### [GOAL OF THE EXERCISE]
Restate the data exactly as given and keep the pictures out.

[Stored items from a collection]
------------------------------------------------------------------------
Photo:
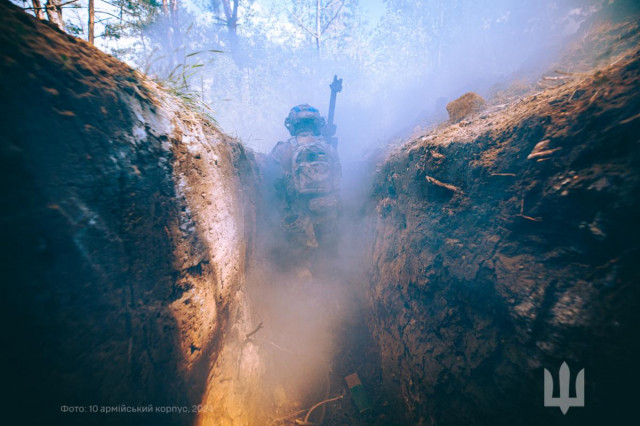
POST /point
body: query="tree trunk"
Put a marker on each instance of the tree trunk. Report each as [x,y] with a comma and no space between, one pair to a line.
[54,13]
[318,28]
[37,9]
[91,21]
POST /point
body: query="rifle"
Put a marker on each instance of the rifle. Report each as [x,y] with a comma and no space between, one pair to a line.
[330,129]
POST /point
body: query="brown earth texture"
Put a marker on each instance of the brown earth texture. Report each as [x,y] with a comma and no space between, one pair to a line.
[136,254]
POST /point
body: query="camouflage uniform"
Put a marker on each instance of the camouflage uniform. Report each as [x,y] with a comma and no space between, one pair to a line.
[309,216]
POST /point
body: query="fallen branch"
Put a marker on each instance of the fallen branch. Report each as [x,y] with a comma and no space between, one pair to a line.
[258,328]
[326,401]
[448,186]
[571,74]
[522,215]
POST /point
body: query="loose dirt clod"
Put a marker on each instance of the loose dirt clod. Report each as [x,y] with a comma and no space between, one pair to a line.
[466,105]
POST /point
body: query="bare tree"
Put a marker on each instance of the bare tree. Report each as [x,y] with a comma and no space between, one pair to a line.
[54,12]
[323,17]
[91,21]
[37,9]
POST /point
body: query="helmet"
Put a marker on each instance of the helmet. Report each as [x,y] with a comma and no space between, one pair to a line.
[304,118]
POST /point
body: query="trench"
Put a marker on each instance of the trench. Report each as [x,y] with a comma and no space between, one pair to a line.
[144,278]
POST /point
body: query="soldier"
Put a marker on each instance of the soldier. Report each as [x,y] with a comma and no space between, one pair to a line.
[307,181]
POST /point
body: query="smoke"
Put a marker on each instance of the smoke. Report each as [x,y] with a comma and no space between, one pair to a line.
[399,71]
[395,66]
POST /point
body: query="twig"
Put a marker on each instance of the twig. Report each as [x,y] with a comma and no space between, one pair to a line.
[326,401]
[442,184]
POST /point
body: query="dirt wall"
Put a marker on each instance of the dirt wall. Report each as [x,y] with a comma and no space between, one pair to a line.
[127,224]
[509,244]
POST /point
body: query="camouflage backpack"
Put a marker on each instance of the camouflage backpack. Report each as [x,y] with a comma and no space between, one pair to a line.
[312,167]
------------------------------------------------------------------------
### [ANSWER TO THIS TASK]
Photo:
POST /point
body: query="tree trunk"
Put a marker on each instance of the tree trunk. Report each as [x,y] with a comma and no space between, one pair to a line.
[54,13]
[318,28]
[37,9]
[91,21]
POST /point
body: query="rifle"
Put a marker on each instance of the rifle. Report each as [x,y] with a comma and no space between, one pair to a line.
[330,129]
POST /point
body: query="brown earth texture"
Put a marker on each instance of the brown earth texture. Report each as [x,y] with a comma and no space between, one pair to a line.
[136,254]
POST /point
body: query="camouflage uniform"
Put a marker on each instance of the camouflage uniform. Report each as [x,y] with a comma and no space between, one pair to a line.
[309,216]
POST /point
body: query="fallen branch"
Put a marker on each instance of the fallen branch. Report each as [x,y] with a comma and no space between, one pair to a line.
[258,328]
[326,401]
[448,186]
[571,74]
[522,215]
POST /point
body: query="loose dirt clod"
Put a marker on each instance of the loose dirt clod. Report each as [x,y] with a comma and no space between, one pair to a line.
[466,105]
POST /point
body: query="bare tree"
Put a marker on each instance of the bare tree. Report each as [x,y] with a comma and no space between, one pair to a line.
[54,12]
[323,17]
[91,21]
[37,9]
POST /point
body: query="helmet"
Put a marker on each instance of the helmet. Report each as [x,y] with a comma and no space between, one pair to a line.
[304,118]
POST /point
body: query="trench"
Put a marker on each instance of the trench. Report each as [x,y] with a comma and no space between, one pair to a line.
[144,278]
POST /point
body: query="soldier"
Put a marker on each instance of the soldier. Report each as [x,y] with a comma and no space between, one pair to a line.
[307,181]
POST /point
body: query="smoke"
Put a marker on each instance of the smoke. Report each as [x,y] with a comma and no space between, one pair to a line.
[399,71]
[395,66]
POST /point
body: query="twig"
Put a marker on each instance of the twig. Report each as [x,y] with a comma and no space between, one pair to a line.
[326,401]
[442,184]
POST /point
body: query="dirt wall"
Put a marker on each instance of the dirt wall. Report each as [x,y] with a comma and no space between, one pair to a line.
[127,224]
[509,244]
POST /point
body: query="camouflage backpack"
Put a marker on each instance of the camouflage backpack. Report each as [x,y] with a comma and no space between, one pair to a line.
[312,167]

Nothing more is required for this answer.